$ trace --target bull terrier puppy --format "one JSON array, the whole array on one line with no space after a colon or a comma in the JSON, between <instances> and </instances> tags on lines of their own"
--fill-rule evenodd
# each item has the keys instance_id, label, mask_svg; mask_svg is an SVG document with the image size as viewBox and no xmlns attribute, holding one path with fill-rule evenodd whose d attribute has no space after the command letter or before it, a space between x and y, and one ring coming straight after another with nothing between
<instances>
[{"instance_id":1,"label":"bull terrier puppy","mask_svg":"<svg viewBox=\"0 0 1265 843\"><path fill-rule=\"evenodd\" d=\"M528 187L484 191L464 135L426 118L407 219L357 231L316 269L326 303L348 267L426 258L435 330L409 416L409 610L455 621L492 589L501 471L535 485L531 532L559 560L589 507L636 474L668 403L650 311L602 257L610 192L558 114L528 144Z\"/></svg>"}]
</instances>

──────────────────────────────

What to produce: Reproduce every one of the lines above character for character, with nothing changed.

Answer to this task:
$ trace --target bull terrier puppy --format "one JSON array, the whole array on one line with no space after a colon or a comma in the JSON, between <instances> and </instances> tags on lines of their own"
--fill-rule evenodd
# each item has the keys instance_id, label, mask_svg; mask_svg is an SVG document with the image size as viewBox and no xmlns attribute, holding one path with fill-rule evenodd whose d attribute has no space after the command letter or before it, a space between x and y, and one ring coming straight after another with nothing between
<instances>
[{"instance_id":1,"label":"bull terrier puppy","mask_svg":"<svg viewBox=\"0 0 1265 843\"><path fill-rule=\"evenodd\" d=\"M528 187L484 191L464 135L426 118L407 219L357 231L316 269L326 303L348 267L426 258L435 330L409 416L409 610L455 621L492 589L501 471L535 485L531 532L559 560L589 507L636 474L668 403L650 311L602 257L610 192L558 114L528 144Z\"/></svg>"}]
</instances>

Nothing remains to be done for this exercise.